──────── SOURCE TEXT

The energy decomposition analysis of the electron-pair bond formation between Ph˙ and the substituent ˙NX2 shows that interaction energy for the formation of nitrobenzene is about half of the formation of aniline (−74.1 kcal mol−1 and −143.6 kcal mol−1, respectively) and the C–N bond is also shorter in aniline than in nitrobenzene (1.389 Å and 1.492 Å, respectively). The longer C–N distance in nitrobenzene is caused by the larger Pauli repulsion (330.0 kcal mol−1 for Ph–NO2 and 288.5 for Ph–NH2). Compression of the C–N distance in nitrobenzene to the distance in aniline makes the Pauli repulsion go up from 330.0 kcal mol−1 to 445.0 kcal mol−1, whereas in aniline the Pauli repulsion is only 288.5 kcal mol−1 at 1.389 Å. The shortening of the C–N distance in nitrobenzene results in an increase of 115.0 kcal of the Pauli repulsion and only in an extra attraction of −111.4 kcal mol−1 of the bonding components (electrostatic and orbital interaction). The σ MO diagram shows the repulsive interaction between the occupied σHOMO−1 of Ph˙ and σHOMO−1 of ˙NO2, which is absent in the σ MO diagram of aniline (see Fig. 1 and 2). The largest bonding contribution to the interaction energy is the A1 component of the orbital interaction (that is the formation of the electron-pair bond), which amounts to −239.5 kcal mol−1 for aniline and −217.7 kcal mol−1 for nitrobenzene. The electrostatic interaction is of similar strength for both systems: −160.0 kcal mol−1 for aniline and −161.2 kcal mol−1 for nitrobenzene. Note that the ΔEA2 and ΔEB2 only account for polarization within each fragment as the A2 and B2 orbitals have no amplitude on the atoms located on the C2 rotation axis and therefore do not overlap.

The stabilization caused by the donor–acceptor interactions in the B1 irreducible representation (that is in the π electronic system) is larger for aniline (−24.9 kcal mol−1) than for nitrobenzene (−17.8 kcal mol−1). Compression of the C–N bond in Ph–NO2 to the distance of Ph–NH2 enlarges the ΔEB1 to −26.9 kcal mol−1.

For both substituents, NH2 and NO2, the formation of the electron-pair bond in the σ electronic system causes the singly occupied molecular orbital (SOMO) of the phenyl radical to donate 0.2 electrons to the SOMO of the substituent accounting for the inductive effect of the substituent. In the case of nitrobenzene, the bond formation is accompanied by the Pauli repulsive interaction between occupied orbitals on the Ph˙ and ˙NO2 fragments (see Fig. 2).

The donor–acceptor interactions in the π electronic system of aniline and nitrobenzene have an opposite effect on the phenyl radical: NH2 is electron donating and NO2 is electron-withdrawing. The MO diagrams illustrate this clearly. For aniline, the π-orbital of the NH2 group donates 0.17 electrons to the πLUMO+1 orbital of the benzene ring (see Fig. 1). This counteracts the charge-flow in the σ system. There is also Pauli repulsion between the πHOMO on Ph˙ and ˙NH2, which pushes up the energy of the πHOMO of aniline to −4.6 eV and accounts for the activation towards electrophilic substitution and not the donor–acceptor interactions. This mechanism has also been encountered in the study of the substituent effects on the optical properties of naphthalene diimides.11c

In the case of nitrobenzene, the electron transfer goes in the opposite direction. The πLUMO of the NO2 group accepts 0.11 electrons from the π-system of the benzene ring increasing the deactivation for electrophilic substitution (see Fig. 2). The πHOMO of nitrobenzene lies at −7.0 eV, which is 2.4 eV lower than the same orbital in aniline and explains the lower reactivity of nitrobenzene.

────────────────

_PROBLEMS AND TASKS_:
a) Edit the entries below, starting with the first line and going on through the line with "positive clicks: (1548, 153)". In those lines, replace "positive clicks" with "foreground clicks" and leave everything else unchanged.
b) Continue the passage on the C–N bonding in aniline and nitrobenzene from its last sentence.
The passage and the entries are unrelated to each other.

──────── STORED DATA

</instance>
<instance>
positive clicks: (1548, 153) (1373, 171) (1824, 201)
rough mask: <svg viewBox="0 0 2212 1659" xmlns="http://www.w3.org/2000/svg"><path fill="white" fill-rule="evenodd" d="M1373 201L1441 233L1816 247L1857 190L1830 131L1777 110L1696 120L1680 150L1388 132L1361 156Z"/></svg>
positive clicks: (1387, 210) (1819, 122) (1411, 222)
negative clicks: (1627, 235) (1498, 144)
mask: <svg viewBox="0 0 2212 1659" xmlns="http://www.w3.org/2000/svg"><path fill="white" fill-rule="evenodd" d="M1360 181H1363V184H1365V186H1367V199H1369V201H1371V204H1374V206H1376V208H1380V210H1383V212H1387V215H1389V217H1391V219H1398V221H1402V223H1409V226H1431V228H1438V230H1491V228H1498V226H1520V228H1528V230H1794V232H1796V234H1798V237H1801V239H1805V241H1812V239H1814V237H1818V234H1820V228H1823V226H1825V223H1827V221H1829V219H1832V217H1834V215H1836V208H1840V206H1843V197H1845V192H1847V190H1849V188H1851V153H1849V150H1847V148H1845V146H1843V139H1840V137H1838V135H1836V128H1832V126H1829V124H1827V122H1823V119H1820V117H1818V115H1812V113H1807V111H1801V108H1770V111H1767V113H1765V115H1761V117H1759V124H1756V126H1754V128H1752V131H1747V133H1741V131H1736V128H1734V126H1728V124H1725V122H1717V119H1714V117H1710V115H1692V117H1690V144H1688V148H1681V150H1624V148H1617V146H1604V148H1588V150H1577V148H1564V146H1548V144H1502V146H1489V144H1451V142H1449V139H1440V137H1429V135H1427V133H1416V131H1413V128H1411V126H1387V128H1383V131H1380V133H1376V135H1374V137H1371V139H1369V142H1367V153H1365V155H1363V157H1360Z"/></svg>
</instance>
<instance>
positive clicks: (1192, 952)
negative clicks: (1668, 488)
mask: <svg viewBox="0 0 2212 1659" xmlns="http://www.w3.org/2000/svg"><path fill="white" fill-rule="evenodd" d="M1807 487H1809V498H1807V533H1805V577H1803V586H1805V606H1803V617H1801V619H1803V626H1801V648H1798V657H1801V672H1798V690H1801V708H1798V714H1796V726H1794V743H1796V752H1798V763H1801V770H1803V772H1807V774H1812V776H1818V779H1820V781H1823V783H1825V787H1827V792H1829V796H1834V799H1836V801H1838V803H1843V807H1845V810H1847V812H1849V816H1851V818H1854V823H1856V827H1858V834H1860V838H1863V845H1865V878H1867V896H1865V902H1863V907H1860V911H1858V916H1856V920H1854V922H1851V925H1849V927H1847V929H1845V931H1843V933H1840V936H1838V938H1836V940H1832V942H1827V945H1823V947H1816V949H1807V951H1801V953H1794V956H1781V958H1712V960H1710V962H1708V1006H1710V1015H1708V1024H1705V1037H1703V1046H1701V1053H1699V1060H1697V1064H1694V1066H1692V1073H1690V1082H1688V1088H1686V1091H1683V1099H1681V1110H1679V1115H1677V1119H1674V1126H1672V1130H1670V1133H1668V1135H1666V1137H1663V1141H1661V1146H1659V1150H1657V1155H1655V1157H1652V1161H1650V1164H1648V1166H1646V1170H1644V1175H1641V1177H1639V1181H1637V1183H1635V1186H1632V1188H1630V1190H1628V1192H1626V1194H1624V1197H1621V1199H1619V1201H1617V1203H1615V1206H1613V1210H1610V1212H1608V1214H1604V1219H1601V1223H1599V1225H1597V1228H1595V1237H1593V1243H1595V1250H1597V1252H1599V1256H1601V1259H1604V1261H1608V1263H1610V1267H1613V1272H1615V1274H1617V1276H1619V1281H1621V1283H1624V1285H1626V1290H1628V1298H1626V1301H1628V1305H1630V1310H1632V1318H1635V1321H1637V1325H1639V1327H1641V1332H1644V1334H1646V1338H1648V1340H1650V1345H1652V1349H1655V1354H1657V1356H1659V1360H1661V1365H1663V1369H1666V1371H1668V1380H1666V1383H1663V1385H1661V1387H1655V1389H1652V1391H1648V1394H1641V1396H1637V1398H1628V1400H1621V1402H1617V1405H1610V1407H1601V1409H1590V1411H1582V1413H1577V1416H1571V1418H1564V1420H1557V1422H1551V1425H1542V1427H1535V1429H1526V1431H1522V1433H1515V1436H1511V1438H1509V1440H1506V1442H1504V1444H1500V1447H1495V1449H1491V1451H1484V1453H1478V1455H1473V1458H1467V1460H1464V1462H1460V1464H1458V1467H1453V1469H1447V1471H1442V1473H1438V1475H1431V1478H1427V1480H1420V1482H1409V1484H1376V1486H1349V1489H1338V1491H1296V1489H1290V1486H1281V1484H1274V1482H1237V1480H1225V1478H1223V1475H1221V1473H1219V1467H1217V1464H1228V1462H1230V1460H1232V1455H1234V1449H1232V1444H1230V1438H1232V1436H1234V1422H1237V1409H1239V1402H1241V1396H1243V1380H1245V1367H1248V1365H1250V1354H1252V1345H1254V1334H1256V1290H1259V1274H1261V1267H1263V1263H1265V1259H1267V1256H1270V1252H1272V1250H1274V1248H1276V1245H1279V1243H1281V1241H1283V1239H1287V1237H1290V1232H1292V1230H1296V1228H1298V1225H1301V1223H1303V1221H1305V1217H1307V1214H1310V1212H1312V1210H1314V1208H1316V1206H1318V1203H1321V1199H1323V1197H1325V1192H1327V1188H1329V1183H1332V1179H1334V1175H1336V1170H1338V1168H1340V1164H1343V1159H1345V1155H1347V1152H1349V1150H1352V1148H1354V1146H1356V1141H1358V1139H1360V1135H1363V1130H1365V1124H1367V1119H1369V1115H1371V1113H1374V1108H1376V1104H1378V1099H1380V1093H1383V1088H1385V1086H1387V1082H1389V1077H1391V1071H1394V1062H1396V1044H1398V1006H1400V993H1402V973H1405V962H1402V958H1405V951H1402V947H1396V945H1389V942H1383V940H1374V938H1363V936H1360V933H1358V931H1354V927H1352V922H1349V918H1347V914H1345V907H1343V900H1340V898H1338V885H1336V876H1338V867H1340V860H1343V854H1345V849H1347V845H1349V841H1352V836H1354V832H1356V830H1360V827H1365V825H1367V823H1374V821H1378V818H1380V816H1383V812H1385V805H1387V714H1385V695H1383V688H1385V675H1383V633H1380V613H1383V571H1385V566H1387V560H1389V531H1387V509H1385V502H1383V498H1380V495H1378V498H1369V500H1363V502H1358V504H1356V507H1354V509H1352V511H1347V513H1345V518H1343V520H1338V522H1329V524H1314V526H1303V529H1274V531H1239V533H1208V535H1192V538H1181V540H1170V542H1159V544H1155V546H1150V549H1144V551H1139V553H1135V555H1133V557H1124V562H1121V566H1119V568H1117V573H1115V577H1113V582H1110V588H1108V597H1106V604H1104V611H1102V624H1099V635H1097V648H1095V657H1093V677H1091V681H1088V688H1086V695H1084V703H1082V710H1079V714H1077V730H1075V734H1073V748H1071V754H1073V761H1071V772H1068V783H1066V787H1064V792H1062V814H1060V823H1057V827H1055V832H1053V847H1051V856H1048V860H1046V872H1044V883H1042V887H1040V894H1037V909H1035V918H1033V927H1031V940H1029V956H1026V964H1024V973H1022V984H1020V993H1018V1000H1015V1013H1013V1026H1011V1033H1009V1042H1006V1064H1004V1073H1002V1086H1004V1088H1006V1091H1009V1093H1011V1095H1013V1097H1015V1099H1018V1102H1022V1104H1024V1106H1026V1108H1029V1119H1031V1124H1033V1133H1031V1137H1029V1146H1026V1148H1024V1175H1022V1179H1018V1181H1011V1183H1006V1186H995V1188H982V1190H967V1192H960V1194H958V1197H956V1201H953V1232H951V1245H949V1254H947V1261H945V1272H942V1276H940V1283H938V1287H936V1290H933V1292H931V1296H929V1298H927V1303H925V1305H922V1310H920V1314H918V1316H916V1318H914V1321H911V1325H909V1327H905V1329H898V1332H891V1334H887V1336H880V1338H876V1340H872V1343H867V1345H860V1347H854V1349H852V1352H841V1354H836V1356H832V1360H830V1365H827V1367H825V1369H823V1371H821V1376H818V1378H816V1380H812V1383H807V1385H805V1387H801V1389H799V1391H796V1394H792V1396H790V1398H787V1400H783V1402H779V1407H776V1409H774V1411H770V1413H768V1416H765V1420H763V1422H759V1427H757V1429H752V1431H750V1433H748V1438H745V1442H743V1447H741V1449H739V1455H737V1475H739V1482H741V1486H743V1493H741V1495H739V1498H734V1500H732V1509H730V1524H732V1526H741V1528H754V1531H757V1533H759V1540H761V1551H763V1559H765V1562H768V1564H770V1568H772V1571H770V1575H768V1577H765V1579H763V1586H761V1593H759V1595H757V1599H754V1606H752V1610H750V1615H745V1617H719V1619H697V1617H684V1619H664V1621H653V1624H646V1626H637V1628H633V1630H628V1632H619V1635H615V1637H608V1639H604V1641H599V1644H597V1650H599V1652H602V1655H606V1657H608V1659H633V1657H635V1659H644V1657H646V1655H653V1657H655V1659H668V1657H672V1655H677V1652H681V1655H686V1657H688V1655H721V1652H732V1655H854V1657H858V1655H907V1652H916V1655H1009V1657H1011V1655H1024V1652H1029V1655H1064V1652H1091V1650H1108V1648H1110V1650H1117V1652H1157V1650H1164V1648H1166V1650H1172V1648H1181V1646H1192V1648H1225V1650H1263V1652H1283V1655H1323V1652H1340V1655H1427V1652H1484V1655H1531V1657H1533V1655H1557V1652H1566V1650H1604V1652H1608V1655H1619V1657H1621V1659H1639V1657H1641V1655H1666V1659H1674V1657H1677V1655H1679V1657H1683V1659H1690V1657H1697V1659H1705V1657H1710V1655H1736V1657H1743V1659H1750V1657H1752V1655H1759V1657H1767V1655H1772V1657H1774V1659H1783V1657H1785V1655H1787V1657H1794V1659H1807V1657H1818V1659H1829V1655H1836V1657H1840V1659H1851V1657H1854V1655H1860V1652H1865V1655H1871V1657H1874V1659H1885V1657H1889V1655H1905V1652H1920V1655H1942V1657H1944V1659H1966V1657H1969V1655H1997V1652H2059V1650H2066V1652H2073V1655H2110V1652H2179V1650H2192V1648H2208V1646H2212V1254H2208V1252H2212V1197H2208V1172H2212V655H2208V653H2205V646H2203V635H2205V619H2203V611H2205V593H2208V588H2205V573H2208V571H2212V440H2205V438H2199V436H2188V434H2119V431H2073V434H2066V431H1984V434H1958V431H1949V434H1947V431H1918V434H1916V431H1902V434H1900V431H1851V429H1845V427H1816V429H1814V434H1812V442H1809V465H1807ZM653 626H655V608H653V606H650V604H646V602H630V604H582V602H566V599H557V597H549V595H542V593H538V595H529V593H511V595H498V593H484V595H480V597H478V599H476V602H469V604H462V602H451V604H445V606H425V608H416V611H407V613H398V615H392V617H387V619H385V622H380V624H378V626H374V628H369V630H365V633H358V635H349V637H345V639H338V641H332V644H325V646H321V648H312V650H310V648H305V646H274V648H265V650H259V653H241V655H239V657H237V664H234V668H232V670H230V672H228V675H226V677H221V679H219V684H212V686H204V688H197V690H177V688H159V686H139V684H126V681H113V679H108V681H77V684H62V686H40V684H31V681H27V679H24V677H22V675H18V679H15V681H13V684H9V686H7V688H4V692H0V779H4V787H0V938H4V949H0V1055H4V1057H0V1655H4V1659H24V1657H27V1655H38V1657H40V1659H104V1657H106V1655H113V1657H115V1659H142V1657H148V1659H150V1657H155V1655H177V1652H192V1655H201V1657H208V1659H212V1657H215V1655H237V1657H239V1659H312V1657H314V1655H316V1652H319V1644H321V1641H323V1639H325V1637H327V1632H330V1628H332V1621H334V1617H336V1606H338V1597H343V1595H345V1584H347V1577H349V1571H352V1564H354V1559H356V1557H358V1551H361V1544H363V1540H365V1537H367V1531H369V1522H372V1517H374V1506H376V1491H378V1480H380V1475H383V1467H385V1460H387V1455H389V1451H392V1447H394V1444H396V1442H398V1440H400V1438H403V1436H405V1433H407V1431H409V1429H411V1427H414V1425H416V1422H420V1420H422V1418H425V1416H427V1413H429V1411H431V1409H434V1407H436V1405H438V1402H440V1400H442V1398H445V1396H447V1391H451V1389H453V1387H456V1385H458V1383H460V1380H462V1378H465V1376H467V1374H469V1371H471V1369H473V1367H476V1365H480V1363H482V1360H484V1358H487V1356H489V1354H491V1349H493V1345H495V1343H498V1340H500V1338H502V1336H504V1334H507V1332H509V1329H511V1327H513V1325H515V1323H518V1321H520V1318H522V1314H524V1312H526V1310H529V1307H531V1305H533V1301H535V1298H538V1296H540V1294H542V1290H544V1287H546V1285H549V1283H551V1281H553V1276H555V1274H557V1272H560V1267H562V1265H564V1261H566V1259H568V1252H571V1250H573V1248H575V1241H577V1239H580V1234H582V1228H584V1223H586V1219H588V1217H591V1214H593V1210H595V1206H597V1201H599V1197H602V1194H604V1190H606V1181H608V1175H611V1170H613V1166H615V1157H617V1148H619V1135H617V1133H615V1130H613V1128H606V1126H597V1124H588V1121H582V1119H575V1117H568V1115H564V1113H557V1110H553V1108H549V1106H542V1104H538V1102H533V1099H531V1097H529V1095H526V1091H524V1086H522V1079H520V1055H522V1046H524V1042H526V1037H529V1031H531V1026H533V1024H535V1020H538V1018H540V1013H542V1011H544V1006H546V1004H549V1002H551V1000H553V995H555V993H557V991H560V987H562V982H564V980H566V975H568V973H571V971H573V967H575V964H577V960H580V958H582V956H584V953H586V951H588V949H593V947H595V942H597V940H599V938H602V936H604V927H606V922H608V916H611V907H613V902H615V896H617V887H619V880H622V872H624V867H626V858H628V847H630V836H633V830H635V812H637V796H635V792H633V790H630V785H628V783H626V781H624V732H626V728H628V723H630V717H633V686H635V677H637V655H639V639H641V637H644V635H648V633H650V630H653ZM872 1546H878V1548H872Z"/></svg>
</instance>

────────────────

_ANSWERS PER TASK_:
a)
</instance>
<instance>
foreground clicks: (1548, 153) (1373, 171) (1824, 201)

b)
Another way to investigate the effect of the substituents is to rotate the substituents by 90 degrees, that is, perpendicular to the plane of the benzene ring and analyze the capability of the substituents to participate in the π-electron delocalization of the ring. The donor–acceptor interactions are either lost as in the nitrobenzene or become negligible as in aniline (the amino group donates only 0.03 electrons, see Fig. S1 and S2, ESI). Rotation of the substituent NX2 (the rotation barriers are given in Table S1, ESI) switches off the donor–acceptor interactions in the π electronic system, however the energetic loss is quite small in both cases. For nitrobenzene, ΔEπ goes from −18.5 kcal mol−1 to −11.0 kcal mol−1 and for aniline from −25.1 kcal mol−1 to −11.0 kcal mol−1. Clearly, the π orbitals of the phenyl ring can also interact with the perpendicular substituent and the π delocalization is therefore not switched off completely (see Fig. S1 and S2 in the ESI, for the MO diagrams for the perpendicular conformation).

After this explanation of the activating and deactivating effects of the NH2 and NO2 substituents on the benzene ring based on the MO diagrams, we would also like to understand the directionality of the electrophilic attack. Recently, Fievez et al.10c showed that the orbital interaction is the driving force towards selectivity in electrophilic aromatic substitution for activating substituents, but it is not the main factor for the NO2 substituent. They studied the interaction energy and its components (eqn (1)) between monosubstituted benzene derivatives and a model electrophile at the onset of the reaction in a plane parallel to the molecular plane.

Here, we would like to analyze the molecular orbitals of the substituted benzenes in terms of the contribution of the 2pz orbitals on the carbon, nitrogen and oxygen atoms to the molecular π orbitals, allowing us to explain the directionality from the molecular orbital perspective (see Fig. 3). The high contribution of a 2pz orbital on a certain carbon atom to the πHOMO of the substituted benzene will direct the electrophilic attack towards that atom because of the larger overlap between the accepting orbital of the electrophile and the πHOMO of the substituted benzene. The most favorable interaction occurs at the atom with the highest 2pz contribution to the πHOMO.


image file: c5cp07483e-f3.tif
Fig. 3 The π orbitals of aniline (left) and nitrobenzene (right) in A2 and B1 representation. The energies of the molecular orbitals are given in eV (black) and the gross Mulliken 2pz contributions to MO are given in white on the atom (in percentages).

Aniline has only one highest occupied π orbital at −4.6 eV with the largest gross Mulliken contributions on the meta (14%) and the para (22%) positions. The electrophilic attack will therefore occur at these positions. Nitrobenzene has two almost degenerate highest occupied π orbitals at −6.9 eV and −7.0 eV. The πHOMO directs the electrophilic attack towards ortho and meta positions with 2pz contributions of 23% on these two positions, and the πHOMO−1 towards the para position with a 2pz contribution of 31% on the para (contributions on the ortho and meta positions are small, 5% and 8% respectively). Thus, the π orbitals of nitrobenzene are deactivated (because they are low-lying) and the experimentally observed meta directing effect of the nitro substituent for electrophilic aromatic substitution cannot be explained from the character of the πHOMO and πHOMO−1.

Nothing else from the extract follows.